● **Aufgaben**
**1.** Sammle alle Zeilen, in denen das Wort „wooden“ vorkommt. Groß- und Kleinschreibung ist zu beachten.
**2.** Setze den Text zum Verlust einer Seite der Urschrift an der Stelle fort, an der er endet.

● **Textauszug**
* * * * * * *

07. Juni 2024
BeurkG § 44a Abs. 2

Verlust einer Seite der Urschrift; Ersetzung durch reproduzierte Seite

BeurkG §§ 44, 44a Abs. 2
Verlust einer Seite der Urschrift; Ersetzung durch reproduzierte Seite

I. Sachverhalt
Bei der Verbindung eines beurkundeten Vertrages ist beim Herstellen der Urschrift und der beglaubigten Abschriften (Ausfertigungen wurden nicht erteilt) der Fehler passiert, dass ein Blatt der Urkunde nicht mit eingebunden wurde. Dies blieb zunächst unbemerkt. Die Urkunde ist durchnummeriert, die Seite 5 fehlt, sie ist aber anhand des gespeicherten Entwurfs zweifelsfrei reproduzierbar.

II. Fragen
1. Muss die Urschrift entheftet und mit der bisher fehlenden Seite 5 neu zusammengeheftet werden oder kann die bisher bei der Urschrift fehlende Seite an die Urschrift angesiegelt werden? Ist ein entsprechender Vermerk anzubringen?

* * * * * * *

● **Datenauszüge**
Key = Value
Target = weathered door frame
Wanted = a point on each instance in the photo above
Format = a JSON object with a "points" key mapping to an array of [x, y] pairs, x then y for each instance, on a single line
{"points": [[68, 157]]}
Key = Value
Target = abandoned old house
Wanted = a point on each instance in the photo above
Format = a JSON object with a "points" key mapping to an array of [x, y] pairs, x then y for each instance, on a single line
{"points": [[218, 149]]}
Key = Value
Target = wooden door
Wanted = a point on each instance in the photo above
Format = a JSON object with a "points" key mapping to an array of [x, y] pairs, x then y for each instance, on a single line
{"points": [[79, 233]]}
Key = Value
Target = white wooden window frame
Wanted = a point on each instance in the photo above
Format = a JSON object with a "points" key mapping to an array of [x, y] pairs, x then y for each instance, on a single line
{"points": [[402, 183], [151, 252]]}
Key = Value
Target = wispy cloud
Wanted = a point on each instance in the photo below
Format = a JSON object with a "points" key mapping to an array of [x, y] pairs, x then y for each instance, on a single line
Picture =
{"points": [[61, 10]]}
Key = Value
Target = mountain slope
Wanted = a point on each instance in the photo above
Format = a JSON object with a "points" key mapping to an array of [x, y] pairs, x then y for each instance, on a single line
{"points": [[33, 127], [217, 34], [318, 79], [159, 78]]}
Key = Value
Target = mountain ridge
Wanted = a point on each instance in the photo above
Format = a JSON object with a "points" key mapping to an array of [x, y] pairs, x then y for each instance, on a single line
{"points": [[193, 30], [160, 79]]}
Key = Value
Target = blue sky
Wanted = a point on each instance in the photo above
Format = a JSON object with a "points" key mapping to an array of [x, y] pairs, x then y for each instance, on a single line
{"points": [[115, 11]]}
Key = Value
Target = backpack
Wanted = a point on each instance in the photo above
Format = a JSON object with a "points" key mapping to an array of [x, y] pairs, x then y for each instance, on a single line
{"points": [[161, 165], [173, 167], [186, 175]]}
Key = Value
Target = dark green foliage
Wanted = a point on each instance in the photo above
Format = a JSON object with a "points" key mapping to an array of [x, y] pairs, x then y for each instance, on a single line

* * * * * * *

● **Ergebnisse**
**1.**
Target = wooden door
Target = white wooden window frame

**2.**
2. Wenn das fehlende Blatt angesiegelt wird, können dann trotzdem beglaubigte Abschriften in der Weise hergestellt werden, dass die Seiten fortlaufend nummeriert zusammengeheftet werden?

III. Zur Rechtslage
Ist die Urkunde vollständig, d. h. auch mit der nunmehr fehlenden Seite 5, gem. § 13 Abs. 1 S. 1 BeurkG in Gegenwart des Notars den Beteiligten vorgelesen, von diesen genehmigt und von den Beteiligten und wegen § 13 Abs. 3 BeurkG auch vom Notar eigenhändig unterschrieben worden, so ist diese ursprünglich wirksam errichtet worden.

Eine fehlerhafte Siegelung oder Heftung der einzelnen Seiten der Niederschrift macht diese nicht unwirksam; „lediglich“ der Beweiswert der Urkunde wird beeinträchtigt (BeckOGK-BeurkG/Regler, Std.: 1.3.2024, § 44 Rn. 22; Grziwotz/Heinemann, in: Grziwotz/Sauer/Heinemann, BeurkG, 4. Aufl. 2024, § 44 Rn. 14). Dabei ist der Notar – ebenso wie sein Amtsnachfolger – berechtigt und verpflichtet, eine nachträglich festgestellte fehlende bzw. fehlerhafte Heftung und Siegelung nachzuholen (BeckOGK-BeurkG/Regler, § 44 Rn. 23 f.). Ein solches Nachholen der fehlerhaften Heftung ist jedoch nur möglich, wenn tatsächlich die in der Beurkundung verlesene Seite 5 noch auffindbar ist. Ist die Originalseite nicht auffindbar, so ist eine nachträgliche korrekte Heftung bereits nicht mehr möglich.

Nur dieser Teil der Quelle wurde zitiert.